EXERCISE 1 ::
Decide whether each statement agrees with the mailing-list message below about libstatgrab on AIX, answering yes or no and quoting the deciding words: (a) libstatgrab normalizes the values when shared resources are enabled; (b) WPARs are recommended for shared resources; (c) the writer of the reply has tried shared resources for LPAR.
EXERCISE 2 ::
From the mailing-list message below about libstatgrab on AIX, list every technology that is followed by an operating system in parentheses, along with that operating system.

SOURCE ::
+ + +

[users at i-scream] libstatgrab on AIX: data mismatch between saidar and topas

Jens Rehsack rehsack at gmail.com
Tue May 24 14:10:38 BST 2016


Hi Anderson,

No, this is not correct. The LPAR technology allows (and prefers) dedicated Resources per partition, for shared resources WPAR's are recommended. I never tried, but assume that shared resources for LPAR mean minimum and maximum of resources can be reserved on demand.

The difference you see has nothing to do with physical machine view vs. partition / logical view.

Von meinem iPhone gesendet

> Am 24. Mäi. 2016 um 14:51 schrieb Anderson Carlos Trindade <anderson.trindade at optimode.com.br>:
> 
> Hi Jens,
> 
> So, the point is:
> 
>    - libstatgrab is reporting the physical CPU usage. If libstatgrab shows something around 65% of Idle, it means that 65% of all physical resources are Idle.
> 
>    - on the other hand, the sample code is reporting the LPAR usage. If the sample code shows something around 20% of Idle, it means that LPAR has just 20% of the CPU dedicated to LPAR is available to LPAR usage
> 
> Is this understanding correct?
> 
> Considering I have one application running inside a LPAR and this application is consuming almost all CPU dedicated to LPAR (around 80%) but the physical host is using just 35% of CPU, If libstatgrab returns the physical usage, I can’t see from the libstatgrab perspective that the LPAR is almost 100% of CPU usage. Is that correct?
> 
> 
> 
> 
>> Em 24 de mai de 2016, à(s) 06:11, Jens Rehsack <rehsack at gmail.com> escreveu:
>> 
>> Hi Anderson,
>> 
>> the example is very explicit about the measurement - it normalizes the values when lparstats.type.b.shared_enabled - libstatgrab doesn't.
>> libstatgrab reports the physical cpu measure - which can lead to misinterpretion for shared resources (which is up to our knowledge always the case when physical resources are shared on a best effort way). So we decided against that (similar for zones (Solaris), Jails (BSD) and Containers (Linux)) until we find a tuit to analyze all available technologies and a reasonable way to deal with them.
>> 
>> Thanks for remind me :)

+ + +

PROVIDED MATERIAL ::
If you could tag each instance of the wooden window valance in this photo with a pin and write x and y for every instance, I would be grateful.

+ + +

COMPLETE ANSWER 1 ::
(a) No: "it normalizes the values when lparstats.type.b.shared_enabled - libstatgrab doesn't."
(b) Yes: "for shared resources WPAR's are recommended."
(c) No: "I never tried"

COMPLETE ANSWER 2 ::
zones (Solaris), Jails (BSD), Containers (Linux)